## DATASET EXCERPTS
/---
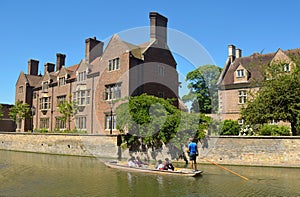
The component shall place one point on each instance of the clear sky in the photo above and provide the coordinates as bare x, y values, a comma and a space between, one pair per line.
39, 29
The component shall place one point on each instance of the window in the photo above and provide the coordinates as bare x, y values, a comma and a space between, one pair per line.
81, 122
81, 76
112, 91
59, 123
108, 123
240, 73
45, 103
241, 121
242, 96
286, 68
20, 89
62, 81
161, 94
114, 64
45, 86
44, 123
82, 97
61, 99
161, 71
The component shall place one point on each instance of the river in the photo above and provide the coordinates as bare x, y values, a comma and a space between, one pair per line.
31, 174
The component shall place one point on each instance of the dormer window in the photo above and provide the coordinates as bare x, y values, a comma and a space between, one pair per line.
114, 64
62, 81
45, 86
240, 73
286, 68
20, 89
81, 76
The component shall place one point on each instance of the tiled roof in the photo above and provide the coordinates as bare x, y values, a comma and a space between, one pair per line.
255, 64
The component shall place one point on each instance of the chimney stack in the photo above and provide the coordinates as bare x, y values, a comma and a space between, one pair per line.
93, 49
231, 52
33, 67
238, 53
48, 67
158, 28
60, 60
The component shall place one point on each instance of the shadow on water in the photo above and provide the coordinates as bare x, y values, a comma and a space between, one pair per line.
28, 174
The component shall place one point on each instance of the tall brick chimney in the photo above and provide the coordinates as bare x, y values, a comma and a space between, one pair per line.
33, 67
158, 27
238, 53
93, 49
49, 67
60, 60
231, 52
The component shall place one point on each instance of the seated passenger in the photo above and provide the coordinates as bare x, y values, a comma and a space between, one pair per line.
131, 162
168, 165
160, 165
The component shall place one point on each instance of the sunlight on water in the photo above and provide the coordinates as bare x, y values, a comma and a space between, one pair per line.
28, 174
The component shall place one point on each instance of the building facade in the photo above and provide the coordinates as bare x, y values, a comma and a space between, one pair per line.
119, 70
6, 124
241, 75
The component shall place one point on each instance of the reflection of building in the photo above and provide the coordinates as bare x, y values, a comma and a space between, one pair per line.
6, 123
121, 69
240, 75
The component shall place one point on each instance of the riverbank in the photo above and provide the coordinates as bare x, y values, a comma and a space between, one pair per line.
234, 150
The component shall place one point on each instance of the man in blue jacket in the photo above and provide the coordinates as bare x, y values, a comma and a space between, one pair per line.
193, 153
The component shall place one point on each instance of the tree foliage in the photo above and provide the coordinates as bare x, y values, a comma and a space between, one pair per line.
278, 99
203, 89
150, 122
1, 112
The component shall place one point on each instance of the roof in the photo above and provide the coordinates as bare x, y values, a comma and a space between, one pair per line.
255, 64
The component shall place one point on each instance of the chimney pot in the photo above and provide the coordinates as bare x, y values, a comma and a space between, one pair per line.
238, 53
33, 67
93, 49
60, 60
158, 28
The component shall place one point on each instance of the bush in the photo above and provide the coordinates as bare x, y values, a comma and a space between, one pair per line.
230, 127
274, 130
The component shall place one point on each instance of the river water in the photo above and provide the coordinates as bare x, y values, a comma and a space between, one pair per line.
31, 174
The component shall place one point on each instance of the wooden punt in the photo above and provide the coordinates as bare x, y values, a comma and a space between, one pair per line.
177, 172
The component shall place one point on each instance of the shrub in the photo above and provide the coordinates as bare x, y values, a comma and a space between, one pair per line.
274, 130
230, 127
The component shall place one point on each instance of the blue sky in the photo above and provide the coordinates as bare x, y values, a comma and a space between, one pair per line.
40, 29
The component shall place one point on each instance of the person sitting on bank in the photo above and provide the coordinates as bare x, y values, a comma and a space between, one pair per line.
160, 165
139, 162
168, 165
131, 162
193, 153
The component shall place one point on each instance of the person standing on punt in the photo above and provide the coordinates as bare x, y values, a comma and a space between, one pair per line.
193, 153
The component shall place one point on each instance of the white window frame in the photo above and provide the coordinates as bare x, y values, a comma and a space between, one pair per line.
240, 73
114, 64
242, 96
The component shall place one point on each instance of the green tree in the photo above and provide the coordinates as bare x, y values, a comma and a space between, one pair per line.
19, 112
68, 109
230, 127
1, 112
150, 122
203, 89
278, 98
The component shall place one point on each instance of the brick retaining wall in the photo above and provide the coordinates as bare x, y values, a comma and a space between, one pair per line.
261, 151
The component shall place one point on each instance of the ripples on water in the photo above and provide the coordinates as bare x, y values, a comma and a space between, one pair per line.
29, 174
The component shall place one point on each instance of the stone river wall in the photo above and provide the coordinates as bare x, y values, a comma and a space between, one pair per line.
253, 151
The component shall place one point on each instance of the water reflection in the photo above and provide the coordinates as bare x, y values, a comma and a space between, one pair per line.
28, 174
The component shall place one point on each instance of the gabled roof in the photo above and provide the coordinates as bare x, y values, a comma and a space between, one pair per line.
255, 64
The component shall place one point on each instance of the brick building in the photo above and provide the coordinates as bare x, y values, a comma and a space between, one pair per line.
121, 69
241, 74
6, 124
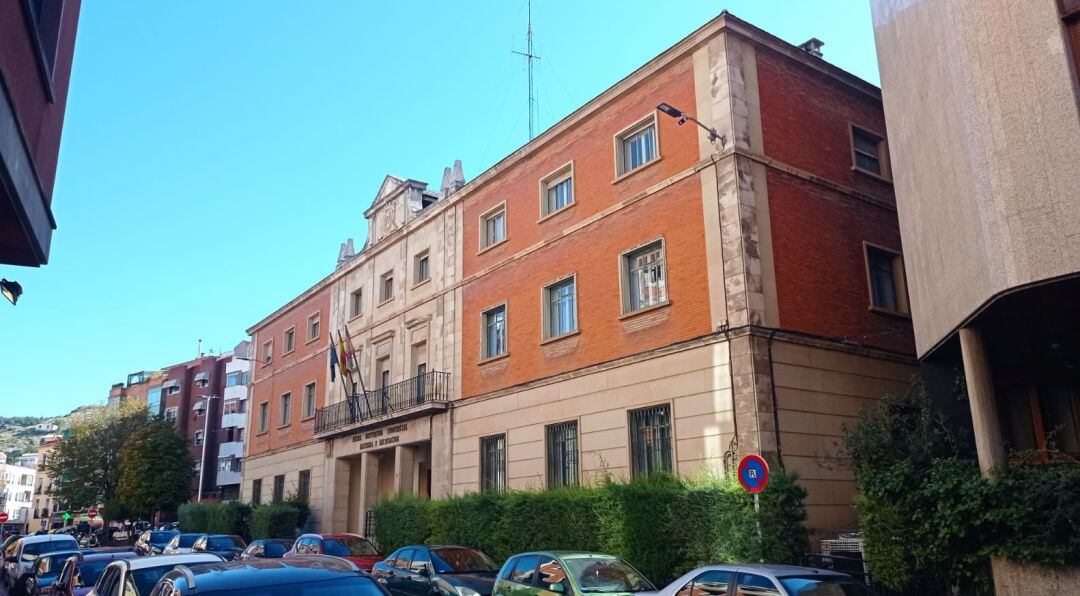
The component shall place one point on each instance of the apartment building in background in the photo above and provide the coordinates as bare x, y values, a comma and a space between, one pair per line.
46, 511
142, 387
35, 71
621, 296
986, 131
16, 495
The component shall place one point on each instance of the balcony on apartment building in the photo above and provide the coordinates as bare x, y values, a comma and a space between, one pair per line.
420, 395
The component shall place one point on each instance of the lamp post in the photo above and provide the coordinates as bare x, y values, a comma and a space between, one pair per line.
204, 405
683, 117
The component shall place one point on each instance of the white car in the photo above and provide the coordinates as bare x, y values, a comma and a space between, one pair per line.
19, 557
136, 577
181, 544
772, 580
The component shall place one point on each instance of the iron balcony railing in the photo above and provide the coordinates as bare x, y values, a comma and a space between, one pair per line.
424, 389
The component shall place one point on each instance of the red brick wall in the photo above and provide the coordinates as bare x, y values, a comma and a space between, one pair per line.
287, 374
40, 119
818, 234
592, 253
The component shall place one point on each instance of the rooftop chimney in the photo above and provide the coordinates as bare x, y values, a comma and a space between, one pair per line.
812, 46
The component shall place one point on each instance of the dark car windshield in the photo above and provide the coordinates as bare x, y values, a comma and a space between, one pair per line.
224, 543
823, 586
161, 538
599, 574
274, 550
460, 560
347, 586
90, 571
348, 547
36, 549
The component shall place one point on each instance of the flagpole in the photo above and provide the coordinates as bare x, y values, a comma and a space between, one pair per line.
355, 364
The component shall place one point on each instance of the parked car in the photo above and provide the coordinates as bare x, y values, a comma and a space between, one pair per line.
45, 570
151, 542
446, 570
568, 572
224, 545
181, 544
353, 547
775, 580
312, 574
81, 572
25, 553
136, 577
270, 547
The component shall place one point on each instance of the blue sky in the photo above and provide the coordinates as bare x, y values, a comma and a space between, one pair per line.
216, 152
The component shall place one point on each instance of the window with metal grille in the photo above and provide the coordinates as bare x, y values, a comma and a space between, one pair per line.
279, 488
493, 463
646, 276
650, 441
304, 485
563, 454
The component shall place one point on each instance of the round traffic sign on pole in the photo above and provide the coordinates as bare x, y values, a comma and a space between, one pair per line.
753, 473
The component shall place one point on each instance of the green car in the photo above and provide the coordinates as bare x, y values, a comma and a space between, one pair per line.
569, 572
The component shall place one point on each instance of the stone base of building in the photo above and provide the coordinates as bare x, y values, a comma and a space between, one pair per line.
288, 463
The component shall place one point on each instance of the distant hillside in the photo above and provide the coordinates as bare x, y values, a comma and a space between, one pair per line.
17, 434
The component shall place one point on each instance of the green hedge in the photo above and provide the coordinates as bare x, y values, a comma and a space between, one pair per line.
230, 518
663, 526
274, 520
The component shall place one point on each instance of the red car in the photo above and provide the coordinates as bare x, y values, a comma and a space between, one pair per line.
352, 547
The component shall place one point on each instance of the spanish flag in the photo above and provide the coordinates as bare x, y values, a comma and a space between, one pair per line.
334, 363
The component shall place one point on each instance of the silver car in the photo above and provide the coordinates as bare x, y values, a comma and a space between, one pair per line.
765, 580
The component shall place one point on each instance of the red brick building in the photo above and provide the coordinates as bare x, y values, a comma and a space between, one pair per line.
640, 298
37, 41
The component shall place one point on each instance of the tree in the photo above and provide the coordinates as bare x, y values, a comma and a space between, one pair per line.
156, 470
86, 462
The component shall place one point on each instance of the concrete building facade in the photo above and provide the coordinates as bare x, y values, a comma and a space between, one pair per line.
985, 110
37, 43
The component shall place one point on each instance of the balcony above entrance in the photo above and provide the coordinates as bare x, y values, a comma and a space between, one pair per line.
417, 396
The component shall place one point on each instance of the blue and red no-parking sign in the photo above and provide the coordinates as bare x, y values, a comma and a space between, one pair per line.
753, 473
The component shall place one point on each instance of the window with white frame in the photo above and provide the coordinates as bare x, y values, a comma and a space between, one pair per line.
309, 400
645, 276
494, 227
495, 332
289, 340
356, 302
286, 408
869, 151
421, 268
387, 286
264, 417
561, 309
556, 190
637, 146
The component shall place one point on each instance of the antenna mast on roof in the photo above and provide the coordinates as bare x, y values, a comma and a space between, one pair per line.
529, 56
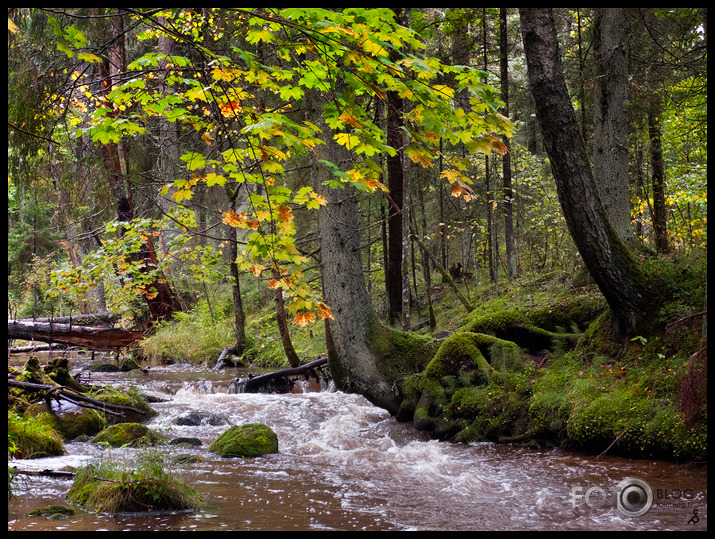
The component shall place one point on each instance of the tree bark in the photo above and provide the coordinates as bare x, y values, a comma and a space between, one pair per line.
610, 118
282, 322
164, 304
95, 338
508, 194
238, 314
660, 216
607, 258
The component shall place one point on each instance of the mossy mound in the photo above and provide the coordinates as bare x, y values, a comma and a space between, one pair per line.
554, 327
32, 437
246, 441
70, 424
53, 512
131, 434
131, 398
111, 488
464, 360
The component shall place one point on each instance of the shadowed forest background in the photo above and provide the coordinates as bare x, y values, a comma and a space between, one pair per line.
236, 178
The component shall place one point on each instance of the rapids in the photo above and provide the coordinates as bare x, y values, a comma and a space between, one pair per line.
344, 464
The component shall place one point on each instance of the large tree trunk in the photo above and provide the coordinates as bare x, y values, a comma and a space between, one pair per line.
660, 216
164, 303
605, 255
95, 338
508, 193
610, 118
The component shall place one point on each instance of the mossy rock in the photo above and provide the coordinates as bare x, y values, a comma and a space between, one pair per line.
131, 434
72, 424
59, 372
246, 441
33, 437
459, 352
131, 398
53, 512
32, 372
111, 488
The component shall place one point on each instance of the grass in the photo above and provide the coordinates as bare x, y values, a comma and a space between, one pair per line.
110, 487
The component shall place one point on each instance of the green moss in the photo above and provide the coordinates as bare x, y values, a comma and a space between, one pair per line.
131, 398
53, 512
246, 441
72, 424
128, 434
112, 488
32, 437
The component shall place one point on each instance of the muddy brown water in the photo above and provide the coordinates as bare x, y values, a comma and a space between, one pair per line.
344, 464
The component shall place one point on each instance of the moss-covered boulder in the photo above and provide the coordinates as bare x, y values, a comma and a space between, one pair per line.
131, 434
53, 512
247, 441
32, 437
108, 487
131, 398
58, 371
71, 422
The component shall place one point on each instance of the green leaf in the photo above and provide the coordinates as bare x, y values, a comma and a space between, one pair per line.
193, 160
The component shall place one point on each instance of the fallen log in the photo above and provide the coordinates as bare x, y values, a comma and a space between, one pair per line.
255, 384
107, 319
78, 399
96, 338
62, 474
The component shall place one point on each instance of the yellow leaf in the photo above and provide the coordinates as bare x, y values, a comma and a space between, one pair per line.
256, 270
304, 318
324, 311
349, 118
285, 214
152, 294
419, 156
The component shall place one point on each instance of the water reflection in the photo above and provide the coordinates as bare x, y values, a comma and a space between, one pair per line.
345, 465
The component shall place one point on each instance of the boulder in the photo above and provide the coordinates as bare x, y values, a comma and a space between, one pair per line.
246, 441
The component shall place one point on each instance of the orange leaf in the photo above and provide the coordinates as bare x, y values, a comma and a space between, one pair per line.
304, 318
285, 214
325, 312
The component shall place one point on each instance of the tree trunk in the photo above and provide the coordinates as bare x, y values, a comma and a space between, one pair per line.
660, 217
282, 322
164, 304
239, 316
394, 219
608, 259
94, 338
509, 239
610, 118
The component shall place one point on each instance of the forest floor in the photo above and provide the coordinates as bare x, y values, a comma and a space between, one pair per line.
575, 386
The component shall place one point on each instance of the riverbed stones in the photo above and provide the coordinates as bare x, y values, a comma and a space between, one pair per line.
246, 441
131, 434
194, 419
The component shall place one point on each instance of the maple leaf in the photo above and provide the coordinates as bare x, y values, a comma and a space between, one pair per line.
256, 270
304, 318
325, 312
285, 214
232, 219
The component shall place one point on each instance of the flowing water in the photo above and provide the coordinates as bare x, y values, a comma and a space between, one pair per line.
344, 464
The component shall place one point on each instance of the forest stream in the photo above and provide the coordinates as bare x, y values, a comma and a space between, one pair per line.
344, 464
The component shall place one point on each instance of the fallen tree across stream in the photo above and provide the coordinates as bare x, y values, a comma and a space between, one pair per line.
93, 337
279, 381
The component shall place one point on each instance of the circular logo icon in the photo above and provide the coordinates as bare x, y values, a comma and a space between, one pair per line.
635, 497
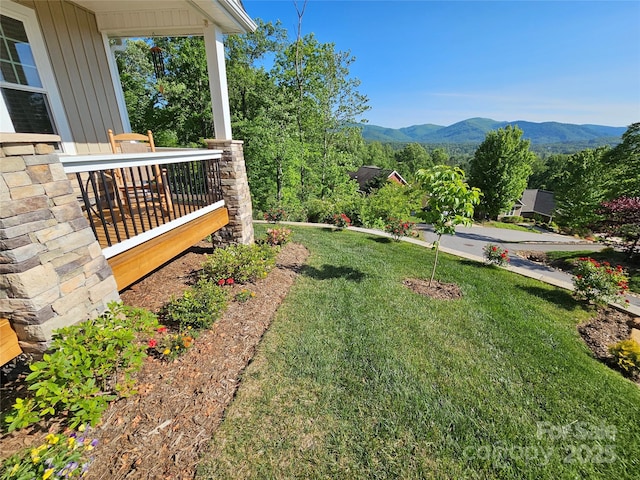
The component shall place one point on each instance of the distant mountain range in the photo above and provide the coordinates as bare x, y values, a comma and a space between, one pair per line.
\---
The lines to copy run from the one with "of the flowing" through the end of the material. Write them out exactly, leaving out the pictures.

## SOLVED EXERCISE
The component shall place one point on each instance of the flowing water in the photo above and provide the coordinates as bare x, y values, a comma and a space between, one pair per line.
344, 464
The component shall place one point on each instance of the forest stream in the photo above and provide the coordinates as bare x, y values, a comma and a space between, one pair per line.
344, 464
The component shall place one point on each instance of the fallen tree across stream in the photo above and provide the coordinates as bare x, y values, a comma and a space between, one pair per line.
93, 337
279, 381
The component shall place one point on each instance of the circular logo icon in the photo above and provide the coordinates as bare x, y values, a comma and a space between, one pair per line.
635, 497
The component shall place one point on each instance of the distant mountain range in the photo above and provide the coordinates as bare x, y values, a comma and a space between, one pair per line.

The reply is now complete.